Listed records:

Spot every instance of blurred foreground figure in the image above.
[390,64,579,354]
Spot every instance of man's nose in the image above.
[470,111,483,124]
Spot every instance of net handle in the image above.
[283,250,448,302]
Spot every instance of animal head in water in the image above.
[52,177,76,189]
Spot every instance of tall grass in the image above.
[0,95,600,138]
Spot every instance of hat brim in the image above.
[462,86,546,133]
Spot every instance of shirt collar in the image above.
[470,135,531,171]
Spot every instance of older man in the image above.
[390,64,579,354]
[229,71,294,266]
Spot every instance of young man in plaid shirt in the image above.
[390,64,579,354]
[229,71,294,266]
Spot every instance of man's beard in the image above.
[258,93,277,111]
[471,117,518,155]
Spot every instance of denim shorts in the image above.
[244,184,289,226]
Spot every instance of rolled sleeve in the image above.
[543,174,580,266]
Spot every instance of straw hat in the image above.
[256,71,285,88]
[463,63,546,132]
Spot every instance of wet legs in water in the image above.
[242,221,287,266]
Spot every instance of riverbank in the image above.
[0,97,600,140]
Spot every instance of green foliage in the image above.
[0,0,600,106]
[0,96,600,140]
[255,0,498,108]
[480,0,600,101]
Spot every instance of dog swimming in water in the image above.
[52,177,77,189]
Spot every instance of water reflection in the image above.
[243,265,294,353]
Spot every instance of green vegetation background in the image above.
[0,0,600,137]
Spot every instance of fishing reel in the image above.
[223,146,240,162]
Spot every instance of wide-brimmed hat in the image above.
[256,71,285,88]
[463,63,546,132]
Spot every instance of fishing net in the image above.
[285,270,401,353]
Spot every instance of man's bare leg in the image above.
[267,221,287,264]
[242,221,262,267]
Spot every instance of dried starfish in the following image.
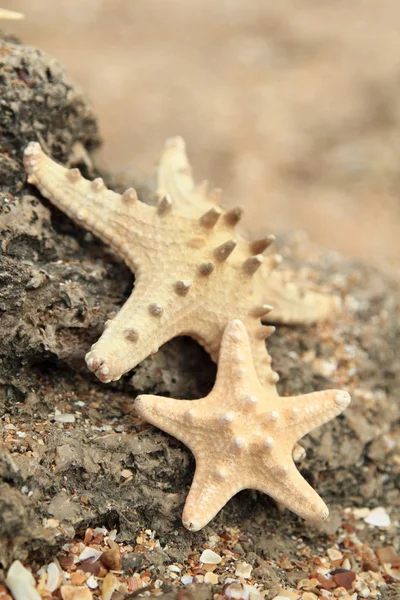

To do: Update all the entries above by replacing "fishing" with "angling" and keeping everything else unchanged. Leave the pictures out of your answer.

Task result:
Spot every instance of blurred foreground figure in the image above.
[390,64,579,354]
Spot every instance of man's nose in the image above.
[470,111,483,124]
Spot every instance of net handle in the image above.
[283,250,448,302]
Spot every instance of animal head in water in the image above.
[52,177,76,189]
Spot every instance of tall grass in the image above.
[0,95,600,138]
Spot every instance of hat brim in the image above.
[462,86,546,133]
Spot every instance of shirt collar in the image above.
[470,135,531,171]
Spot every instance of older man in the image above.
[390,64,579,354]
[229,71,294,266]
Spot every instance of young man in plaid shirt in the image above.
[390,64,579,354]
[229,71,294,266]
Spot every instance of man's beard in the image above.
[258,93,277,111]
[471,117,518,155]
Spot every instance of denim shorts in the image above.
[244,184,289,226]
Spot every instance of rolled sleeve in the image above.
[543,174,580,266]
Spot every instance of straw hat in the image above.
[256,71,285,88]
[463,63,546,132]
Spot every instance of wet legs in water in the image above.
[242,221,287,266]
Spot every instance of riverbank in the image above.
[0,97,600,140]
Spot every instance of green foliage in the image above.
[0,0,600,106]
[0,96,600,140]
[255,0,498,108]
[480,0,600,101]
Spot every instance of dog swimming in water in the image above.
[52,177,77,189]
Spot every instance of water reflection in the image above.
[243,265,294,353]
Spot every instance of green vegetation background in the image above.
[0,0,600,137]
Spot every instance of angling reel in the image above.
[223,146,240,162]
Spot every instance of wide-brimmed hat in the image above.
[256,71,285,88]
[463,63,546,132]
Spot every instance of angling net in the image above.
[285,270,401,353]
Spot every instance of man's bare leg in the image above.
[267,221,287,264]
[242,221,262,267]
Spot every instance of dried starfish in the following image.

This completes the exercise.